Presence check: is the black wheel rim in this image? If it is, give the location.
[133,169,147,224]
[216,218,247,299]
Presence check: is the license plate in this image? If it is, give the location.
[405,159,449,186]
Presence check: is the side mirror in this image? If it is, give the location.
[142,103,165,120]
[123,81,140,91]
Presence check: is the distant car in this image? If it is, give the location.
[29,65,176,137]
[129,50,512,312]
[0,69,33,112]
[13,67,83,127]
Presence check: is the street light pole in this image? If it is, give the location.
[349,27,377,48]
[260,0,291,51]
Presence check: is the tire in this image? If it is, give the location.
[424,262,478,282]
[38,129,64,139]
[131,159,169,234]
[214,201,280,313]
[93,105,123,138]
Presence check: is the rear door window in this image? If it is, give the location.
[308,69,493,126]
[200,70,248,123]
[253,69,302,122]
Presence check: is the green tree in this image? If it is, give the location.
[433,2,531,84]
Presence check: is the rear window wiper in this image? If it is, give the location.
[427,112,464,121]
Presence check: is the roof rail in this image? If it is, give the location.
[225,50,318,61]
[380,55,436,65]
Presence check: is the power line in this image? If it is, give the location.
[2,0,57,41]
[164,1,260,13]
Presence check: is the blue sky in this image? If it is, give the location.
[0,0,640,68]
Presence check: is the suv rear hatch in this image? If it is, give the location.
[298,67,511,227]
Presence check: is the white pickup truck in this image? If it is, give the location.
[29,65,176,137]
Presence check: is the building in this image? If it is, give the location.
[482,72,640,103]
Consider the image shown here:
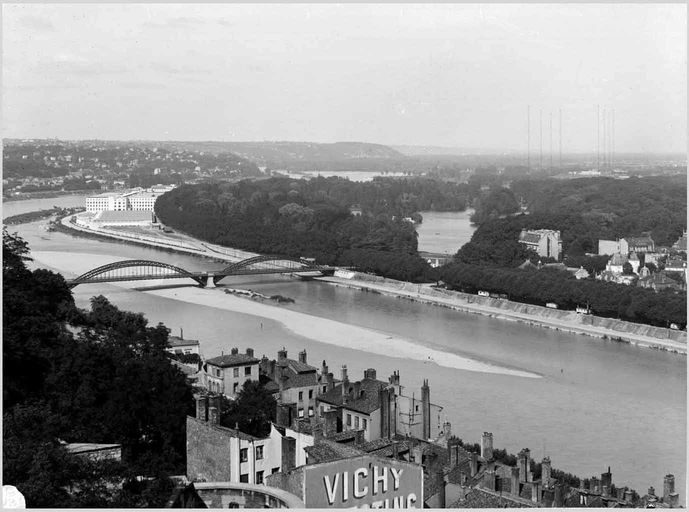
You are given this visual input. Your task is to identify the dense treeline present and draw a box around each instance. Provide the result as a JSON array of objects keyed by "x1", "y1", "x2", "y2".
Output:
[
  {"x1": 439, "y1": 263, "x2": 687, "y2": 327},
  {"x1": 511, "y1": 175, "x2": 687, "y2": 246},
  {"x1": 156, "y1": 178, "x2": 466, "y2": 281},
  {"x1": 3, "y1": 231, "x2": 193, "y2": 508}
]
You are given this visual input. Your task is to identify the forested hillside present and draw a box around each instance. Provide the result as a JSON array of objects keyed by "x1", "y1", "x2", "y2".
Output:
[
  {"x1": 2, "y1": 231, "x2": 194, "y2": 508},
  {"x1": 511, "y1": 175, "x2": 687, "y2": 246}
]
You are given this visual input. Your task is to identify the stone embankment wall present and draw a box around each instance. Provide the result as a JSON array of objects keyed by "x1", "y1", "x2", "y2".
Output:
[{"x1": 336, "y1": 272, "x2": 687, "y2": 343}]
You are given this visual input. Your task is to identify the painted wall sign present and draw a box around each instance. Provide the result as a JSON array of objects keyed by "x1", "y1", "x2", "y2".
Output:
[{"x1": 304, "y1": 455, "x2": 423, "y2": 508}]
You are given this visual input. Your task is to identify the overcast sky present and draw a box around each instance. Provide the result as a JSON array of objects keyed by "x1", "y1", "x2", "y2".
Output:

——————————

## Instructions to follow
Rewrite all the records above, replacing "visual input" with "image" wherever it appears and leaving everything else as it is. Omit the pictures.

## Correct answer
Presence check: is the black wheel rim in this image? If it is, give the location.
[133,169,147,224]
[216,218,247,299]
Presence check: is the license plate in this image? If it is, give the location.
[405,159,449,186]
Presence check: is the side mirror in this image? If it is, give the location.
[142,103,165,120]
[123,81,140,91]
Presence check: is the distant car in this image? If it is, give the location.
[29,65,176,137]
[129,50,512,312]
[0,69,33,112]
[13,67,83,127]
Presence check: is the street light pole in this image? If it is, give the location.
[349,27,377,48]
[260,0,291,51]
Presence check: is the tire in this image? If it is, give the location.
[424,262,478,282]
[38,129,64,139]
[131,159,169,234]
[214,201,280,313]
[93,105,123,138]
Presence check: is the rear door window in this image? If it is, give the location.
[308,69,493,126]
[200,70,248,123]
[253,69,302,122]
Presence check: is the green tree in this image? If it is, give the location.
[433,2,531,84]
Presence check: is the rear window wiper in this image? If it is, give the location.
[427,112,464,121]
Presence check: is the roof rail in this image? If it is, give the location.
[225,50,318,61]
[380,55,436,65]
Presence check: is the power line in this image? If it is, give the location.
[2,0,57,41]
[164,1,260,13]
Presence check: is the blue sky in this image? If it is, give the location.
[0,0,640,68]
Presence check: is the suv rear hatch in this image? If it is, give the location.
[298,67,511,227]
Presence check: is the white pickup truck in this image? If it is, give the location.
[29,65,176,137]
Presence check: is the building in this image? If it is, give the location.
[482,72,640,103]
Consider the image shown here:
You are given this image. Your task is to identify the dense treeline present and draw a box around each instance. Provide the result as a JSON array of objects keyed by "x1", "y1", "x2", "y2".
Output:
[
  {"x1": 439, "y1": 263, "x2": 687, "y2": 327},
  {"x1": 511, "y1": 175, "x2": 687, "y2": 246},
  {"x1": 156, "y1": 178, "x2": 466, "y2": 281},
  {"x1": 3, "y1": 231, "x2": 193, "y2": 508}
]
You are given this image. Your task is to identify the forested hillside present and draw a box around each instance. Provide the result as a JSON array of objects keyed by "x1", "y1", "x2", "y2".
Output:
[
  {"x1": 2, "y1": 231, "x2": 194, "y2": 508},
  {"x1": 511, "y1": 175, "x2": 687, "y2": 246}
]
You are given this image. Your task is to identify the stone embankment wall present and draw a box around each instance. Provide the result as a JSON array of objects keyed by "x1", "y1", "x2", "y2".
Output:
[{"x1": 336, "y1": 272, "x2": 687, "y2": 343}]
You are given this image. Your task is to identify the painted wall sign present and draw a box around each instance. Provide the result as a JSON array of objects keyed by "x1", "y1", "x2", "y2".
Output:
[{"x1": 304, "y1": 455, "x2": 423, "y2": 508}]
You are given this image. Your task is to identify the overcast sky present and draw a box around each instance. Provide the result as a JSON array of objects keyed by "x1", "y1", "x2", "y2".
Output:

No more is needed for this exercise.